#### Selected excerpt
* * * *

We found when students assume the role of peer educator they prepare more for small group sessions, with the magnitude of change being greatest for those students who normally prepare least. We also found a small, but significant, improvement in knowledge acquisition and retention for clinical presentations where students had been peer educators compared to those for which they were simply a member of the group.
These findings lend support to the notion that medical student preparation for small group sessions improves learning. Several authors have advocated for PAL as a way to prepare medical students for their future role as educators. [17
] PAL has been encouraged as a way to improve student communication skills, enhance motivation to learn, provide role models for junior students, and reduce faculty teaching burden.[17
] The results of our study reinforce the importance of including improved learning on that long list of benefits.
Our results are consistent with those of other studies in the psychology and medical education literature that also found a learning benefit associated with involvement in teaching. [9
] But compared to previous studies involving medical students, our study methodology was different. By virtue of its cross over design, so that each student served as their own control, as well as the random allocation of the intervention (involvement in teaching) and the lack of additional training we avoided the potential confounders of selection bias and performance bias of these previous studies.[10
While it may seem intuitive that involvement in teaching should improve learning, this may not always be the case.[9
] When a novice learner is presented with complex material a large intrinsic cognitive load is placed on working memory.[20
] Performing tasks not directly related to learning – such as preparing for teaching – may generate an extrinsic cognitive load that may inhibit learning. Fortunately, we did not observe these potentially negative consequences of PAL – suggesting that this is a 'win-win' strategy.
In addition to increasing preparation time there are several explanations as to why involvement in teaching may improve the quality of learning. The first is that it motivates the learner to spend more time preparing, thereby possibly resulting in deeper learning. Teaching in the classroom also requires that concepts be verbally explained to the learner; this process of vocalization has been demonstrated to be an effective independent cognitive strategy for learning.[21
] In addition, students may not be able to accurately assess their own knowledge deficiencies. By interacting with their peers in a classroom setting and attempting to answer questions from the group, peer educators may gain insight into which concepts they have a thorough understanding of and for which they need to study further. Finally, making participation in PAL an expectation may be enough to stimulate extrinsically motivated students to learn, while intrinsically motivated students may be rewarded by a sense of competence, autonomy, and relatedness by leading a small group discussion.[22
] Although we did not evaluate this directly, irrespective of how much students typically prepared for small groups, we found that preparation time increased when they assumed the role of peer educator. Unfortunately, we were unable to assess whether the amount of time students spent preparing could be used to predict scores on the MCQ exam due to the anonymous nature of our survey, but should be explored further.

* * * *

Annotated photo localization data
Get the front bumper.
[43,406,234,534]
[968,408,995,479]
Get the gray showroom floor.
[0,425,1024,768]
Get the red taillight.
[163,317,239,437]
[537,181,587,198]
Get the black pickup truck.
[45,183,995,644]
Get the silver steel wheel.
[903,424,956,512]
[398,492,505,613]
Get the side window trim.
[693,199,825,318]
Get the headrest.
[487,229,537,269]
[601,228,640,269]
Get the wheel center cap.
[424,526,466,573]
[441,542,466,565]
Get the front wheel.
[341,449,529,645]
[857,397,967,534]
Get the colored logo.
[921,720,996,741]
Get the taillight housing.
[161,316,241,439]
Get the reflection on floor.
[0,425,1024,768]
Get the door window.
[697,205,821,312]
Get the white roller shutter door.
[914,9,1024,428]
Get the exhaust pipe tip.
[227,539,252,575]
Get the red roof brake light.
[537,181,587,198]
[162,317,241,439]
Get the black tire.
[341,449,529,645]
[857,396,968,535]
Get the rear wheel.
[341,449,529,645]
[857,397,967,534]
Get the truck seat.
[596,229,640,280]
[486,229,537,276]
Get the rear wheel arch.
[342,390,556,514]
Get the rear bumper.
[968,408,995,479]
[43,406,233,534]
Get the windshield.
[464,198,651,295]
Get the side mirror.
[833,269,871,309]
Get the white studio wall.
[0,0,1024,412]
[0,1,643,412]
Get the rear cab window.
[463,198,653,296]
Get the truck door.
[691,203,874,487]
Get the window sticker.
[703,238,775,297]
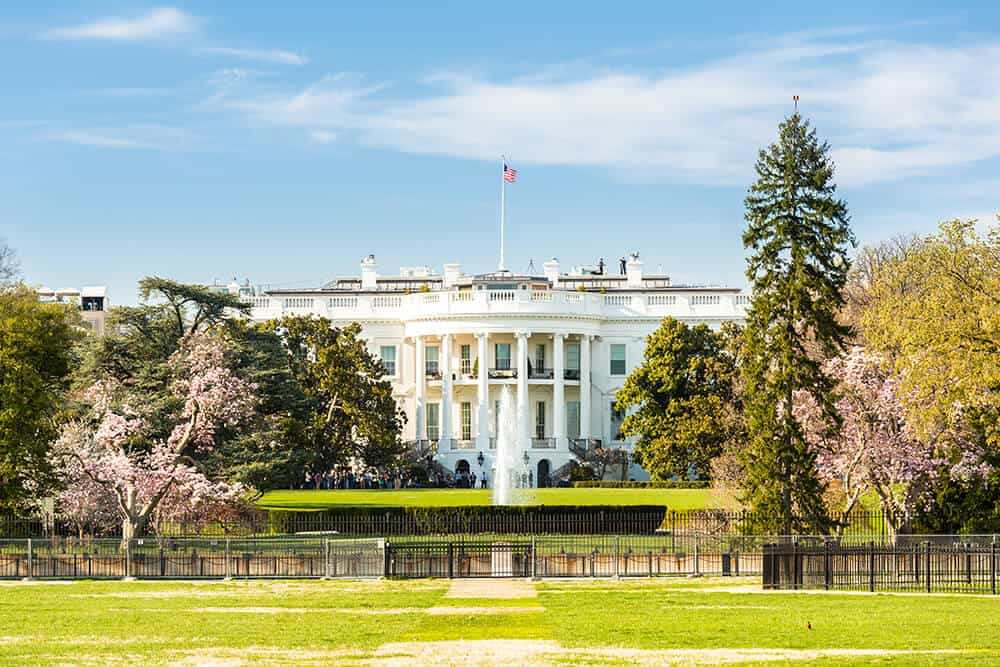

* * * *

#### Using the information
1/ In the discussion of peer teaching, which students showed the largest change in preparation when they became peer educators?
2/ According to the discussion of peer teaching, how did the study's design let it avoid the selection bias and performance bias seen in earlier studies with medical students?
3/ Continue the discussion of peer-assisted learning from where it ends.

#### Answers to the exercise
1/ The students who normally prepare the least.

2/ The crossover design let each student serve as their own control. The teaching role was assigned at random, and students got no extra training. Together these features removed the selection bias and performance bias found in the earlier studies.

3/
Importantly, our study design only allowed us to conclude students benefited from becoming involved in the entire process of teaching. Not only does this process include the time spent in the classroom actively teaching, but also includes the time spent preparing for the session and reflecting upon it after it has occurred. Determining to what extent each of these aspects contributed to the students' knowledge gains remains unknown. So while the act of teaching in the classroom may improve learning, the role that the significant amount of additional time students spent preparing for the session in our study cannot be ignored and should be explored in future studies.
There are several limitations to our study. Firstly, our results, while statistically significant, show a relatively small absolute difference in examination scores when a student was the peer educator compared to when they were participating as a group member. This may reflect that students still prepared for the sessions even when they were not peer educators or that the time between the small group sessions and the end of course examination was between one and 12 weeks – so our study evaluated the effects of involvement in teaching on knowledge retention rather than simply short-term knowledge acquisition. It should be noted that our effect size for knowledge gains is very similar to other studies in the literature that evaluated the effect of peer educators in courses of similar length.[9
] Secondly, we conducted our study using a single course in a single medical school with a clinical presentation curriculum, so our results may not be generalizable. Finally, our use of student self-reported preparation times introduces the possibility of recall bias. Further studies are clearly needed to confirm, and explain, the performance benefits associated with involvement in teaching.